**TASK OBJECTIVE**
How many lines in the records below contain "input"? Reply with the number alone.

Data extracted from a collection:
·····
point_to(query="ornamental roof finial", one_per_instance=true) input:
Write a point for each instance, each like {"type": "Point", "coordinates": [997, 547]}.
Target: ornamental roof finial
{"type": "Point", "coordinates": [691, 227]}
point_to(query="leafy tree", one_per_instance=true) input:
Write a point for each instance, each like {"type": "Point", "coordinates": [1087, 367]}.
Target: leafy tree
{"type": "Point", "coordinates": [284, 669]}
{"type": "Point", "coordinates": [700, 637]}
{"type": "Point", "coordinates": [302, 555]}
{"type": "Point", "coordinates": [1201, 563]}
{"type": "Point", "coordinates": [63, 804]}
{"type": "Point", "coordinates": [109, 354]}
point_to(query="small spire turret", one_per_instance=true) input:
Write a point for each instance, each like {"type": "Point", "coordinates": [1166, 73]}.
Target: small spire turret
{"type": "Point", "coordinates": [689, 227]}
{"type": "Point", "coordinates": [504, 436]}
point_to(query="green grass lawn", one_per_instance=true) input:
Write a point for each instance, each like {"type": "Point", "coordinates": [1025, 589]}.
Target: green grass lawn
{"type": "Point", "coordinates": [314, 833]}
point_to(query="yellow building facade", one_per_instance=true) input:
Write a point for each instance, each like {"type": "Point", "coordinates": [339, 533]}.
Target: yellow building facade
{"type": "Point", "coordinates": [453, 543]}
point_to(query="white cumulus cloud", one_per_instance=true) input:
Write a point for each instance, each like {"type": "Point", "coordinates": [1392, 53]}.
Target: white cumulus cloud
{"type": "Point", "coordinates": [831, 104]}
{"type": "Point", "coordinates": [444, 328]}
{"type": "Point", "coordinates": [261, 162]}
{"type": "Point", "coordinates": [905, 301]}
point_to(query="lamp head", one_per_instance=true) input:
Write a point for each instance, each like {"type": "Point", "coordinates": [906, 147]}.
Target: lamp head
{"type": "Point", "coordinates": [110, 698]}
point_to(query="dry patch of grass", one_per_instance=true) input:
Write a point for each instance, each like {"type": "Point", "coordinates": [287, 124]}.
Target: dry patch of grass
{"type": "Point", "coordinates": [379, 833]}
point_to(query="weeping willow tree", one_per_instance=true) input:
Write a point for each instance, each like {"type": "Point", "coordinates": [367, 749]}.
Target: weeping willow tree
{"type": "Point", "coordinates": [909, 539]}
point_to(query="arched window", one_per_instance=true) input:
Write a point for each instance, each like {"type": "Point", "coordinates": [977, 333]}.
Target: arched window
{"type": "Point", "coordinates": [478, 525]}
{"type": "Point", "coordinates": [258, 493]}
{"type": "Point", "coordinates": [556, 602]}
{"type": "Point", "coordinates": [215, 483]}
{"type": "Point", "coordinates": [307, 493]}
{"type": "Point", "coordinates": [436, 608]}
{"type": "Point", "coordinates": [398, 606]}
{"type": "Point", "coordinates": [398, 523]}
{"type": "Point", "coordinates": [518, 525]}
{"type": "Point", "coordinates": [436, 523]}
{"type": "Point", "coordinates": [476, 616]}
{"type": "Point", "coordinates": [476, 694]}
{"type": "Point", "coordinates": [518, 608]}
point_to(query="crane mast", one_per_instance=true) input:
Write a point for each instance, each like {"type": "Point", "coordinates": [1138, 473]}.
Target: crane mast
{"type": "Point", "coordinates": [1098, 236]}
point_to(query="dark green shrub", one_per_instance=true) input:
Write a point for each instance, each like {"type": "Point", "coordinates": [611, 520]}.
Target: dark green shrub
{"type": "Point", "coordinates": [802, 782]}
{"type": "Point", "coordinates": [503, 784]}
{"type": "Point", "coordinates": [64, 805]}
·····
**TASK ANSWER**
12